[Start DOCUMENT SEGMENT]

Li-zhen’s visit (In the Mood For Love, Wong Kar-Wai, 2000) via

The camera’s lingering nature is surprising if one views the scene with a conventional frame of mind, because one will tend to expect the camera, as a formal component, to concern itself with the salient elements of the plot—Li-zhen and Mo-wan’s affair. Instead the motion of the camera and the decision not to cut demonstrate a counter-intentionality by not following Li-zhen’s enactment. The camera’s autonomy invites us to consider it a living, conscious being.

Unconventionally motivated camera behavior is sometimes interpreted as signifying the director’s artistic signature. André Bazin[1] and Alexandre Astruc[2] argued that film form is the language through which the artist expresses his thoughts and presence. When formal devices such as the camera are bared, and the narrational salience of classical storytelling is set aside, the director’s creative presence is presumably brought to the fore.

[End DOCUMENT SEGMENT]
[Start ENTRIES PROVIDED]

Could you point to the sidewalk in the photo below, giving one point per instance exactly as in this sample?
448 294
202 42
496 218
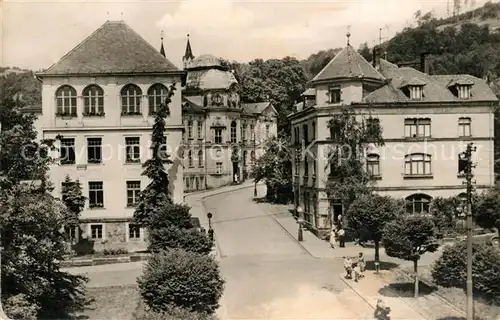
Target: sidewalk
369 288
316 247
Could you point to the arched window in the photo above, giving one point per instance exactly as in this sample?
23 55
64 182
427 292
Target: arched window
233 132
418 203
200 158
131 99
66 101
93 100
190 159
373 165
190 129
157 94
418 164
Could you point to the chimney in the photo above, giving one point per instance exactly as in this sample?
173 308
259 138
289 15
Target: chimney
424 66
376 57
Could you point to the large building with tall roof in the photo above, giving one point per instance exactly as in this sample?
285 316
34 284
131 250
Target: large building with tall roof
98 103
223 136
426 120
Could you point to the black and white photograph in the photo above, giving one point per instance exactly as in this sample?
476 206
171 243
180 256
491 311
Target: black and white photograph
249 160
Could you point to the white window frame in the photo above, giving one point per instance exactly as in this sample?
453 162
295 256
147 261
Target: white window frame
464 125
90 231
127 233
135 196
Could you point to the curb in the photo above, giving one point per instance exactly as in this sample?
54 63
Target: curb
392 291
101 261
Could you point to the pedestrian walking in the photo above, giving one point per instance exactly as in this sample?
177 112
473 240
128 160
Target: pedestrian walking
348 267
357 272
341 237
361 262
333 238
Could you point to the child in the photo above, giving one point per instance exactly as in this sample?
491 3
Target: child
361 262
348 267
333 238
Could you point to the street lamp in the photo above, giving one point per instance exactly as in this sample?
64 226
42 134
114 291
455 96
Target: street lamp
253 163
300 221
210 230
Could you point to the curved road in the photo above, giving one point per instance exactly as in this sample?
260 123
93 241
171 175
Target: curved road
268 274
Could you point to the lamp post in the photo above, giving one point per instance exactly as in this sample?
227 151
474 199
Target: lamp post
210 230
253 162
300 221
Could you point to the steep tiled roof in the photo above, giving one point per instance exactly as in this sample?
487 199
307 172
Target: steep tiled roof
113 48
435 87
309 92
255 107
210 79
348 63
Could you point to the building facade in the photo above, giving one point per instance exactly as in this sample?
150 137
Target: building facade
426 121
223 136
98 105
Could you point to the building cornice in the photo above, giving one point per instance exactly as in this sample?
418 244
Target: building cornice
42 75
110 128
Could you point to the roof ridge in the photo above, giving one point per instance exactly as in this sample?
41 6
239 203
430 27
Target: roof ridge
80 44
149 44
328 64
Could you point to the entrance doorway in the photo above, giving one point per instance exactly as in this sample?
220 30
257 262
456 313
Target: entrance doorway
236 170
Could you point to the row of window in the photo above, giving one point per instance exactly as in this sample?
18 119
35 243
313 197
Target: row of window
97 232
93 99
218 132
94 150
414 128
414 92
96 193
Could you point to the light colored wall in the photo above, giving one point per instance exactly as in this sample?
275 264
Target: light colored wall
351 91
444 146
112 128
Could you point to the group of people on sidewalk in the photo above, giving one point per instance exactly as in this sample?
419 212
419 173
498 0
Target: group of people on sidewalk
354 267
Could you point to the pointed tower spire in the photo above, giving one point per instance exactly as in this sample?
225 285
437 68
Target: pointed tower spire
162 49
188 55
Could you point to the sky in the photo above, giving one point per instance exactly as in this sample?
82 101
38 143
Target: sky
35 34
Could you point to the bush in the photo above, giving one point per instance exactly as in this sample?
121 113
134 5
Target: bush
144 313
171 237
450 270
19 308
177 278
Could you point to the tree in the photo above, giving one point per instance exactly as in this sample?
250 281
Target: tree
450 270
487 209
280 81
33 247
369 214
171 237
177 278
274 167
444 211
156 196
74 200
351 134
409 237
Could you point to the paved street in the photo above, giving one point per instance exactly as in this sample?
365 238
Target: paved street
269 275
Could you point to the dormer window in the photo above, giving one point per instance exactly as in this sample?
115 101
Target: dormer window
414 89
335 94
416 92
461 88
463 91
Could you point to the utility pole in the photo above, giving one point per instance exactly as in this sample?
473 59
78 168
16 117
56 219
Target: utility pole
465 165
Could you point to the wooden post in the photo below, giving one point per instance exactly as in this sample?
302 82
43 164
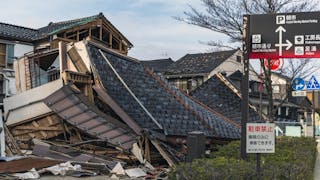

[End ENTRIES PROVIDED]

> [EXERCISE SET]
[A] For each of these statements, say whether it agrees with the camera passage, answering yes or no and quoting the deciding words: (i) the camera follows Li-zhen's enactment; (ii) André Bazin and Alexandre Astruc held that film form is the language through which the artist expresses his thoughts and presence; (iii) the camera's autonomy invites viewers to consider it a living, conscious being.
[B] According to the camera passage, what is unconventionally motivated camera behavior sometimes interpreted as signifying?
[C] Reproduce the camera passage from "The camera’s lingering" to "living, conscious being.".

> [FULL SOLUTIONS]
[A]
(i) No: "by not following Li-zhen’s enactment"
(ii) Yes: "André Bazin[1] and Alexandre Astruc[2] argued that film form is the language through which the artist expresses his thoughts and presence"
(iii) Yes: "The camera’s autonomy invites us to consider it a living, conscious being."

[B] The director’s artistic signature.

[C]
The camera’s lingering nature is surprising if one views the scene with a conventional frame of mind, because one will tend to expect the camera, as a formal component, to concern itself with the salient elements of the plot—Li-zhen and Mo-wan’s affair. Instead the motion of the camera and the decision not to cut demonstrate a counter-intentionality by not following Li-zhen’s enactment. The camera’s autonomy invites us to consider it a living, conscious being.